##### RECORDS TO PROCESS #####
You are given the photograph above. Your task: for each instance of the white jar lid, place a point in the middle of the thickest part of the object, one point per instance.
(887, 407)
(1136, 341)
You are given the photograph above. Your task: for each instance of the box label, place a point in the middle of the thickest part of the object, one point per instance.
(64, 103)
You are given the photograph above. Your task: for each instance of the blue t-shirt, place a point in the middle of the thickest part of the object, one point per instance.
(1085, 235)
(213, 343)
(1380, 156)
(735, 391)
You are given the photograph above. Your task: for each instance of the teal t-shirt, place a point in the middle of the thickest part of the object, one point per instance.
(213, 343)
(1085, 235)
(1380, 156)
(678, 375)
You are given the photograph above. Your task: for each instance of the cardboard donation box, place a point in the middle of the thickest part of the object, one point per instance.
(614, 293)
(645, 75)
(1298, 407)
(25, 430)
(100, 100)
#####
**JOB:** Rewrite the lines above, swapping each "t-shirt" for "sweater" and leaving the rest unchanged.

**CORRECT OUTPUT:**
You are given the photograph above. Your task: for each instance of the white jar lid, place a point in the middle of the thickest part of the object, one point per instance.
(887, 407)
(1136, 341)
You are given the photograph above. Your task: for each instance of the box label, place a point in the middle of the thickest part of the object, one point per instance.
(64, 103)
You are given the photograph above. Your task: for each instance of the blue sweater, place a point in the middle of the thickest part of the object, one point per instance.
(1085, 235)
(213, 343)
(1380, 156)
(735, 391)
You are given the photograph above. Your task: for each instance of the teal sweater, place a point in the middle of the thickest part of the object, one point per instance.
(213, 343)
(1085, 235)
(1380, 156)
(678, 375)
You are given the photograph above. Your task: for each instance of the cardboard donation box, place a point in the middle of the thickest part of the object, one point per instance.
(614, 293)
(645, 75)
(1298, 407)
(25, 430)
(100, 100)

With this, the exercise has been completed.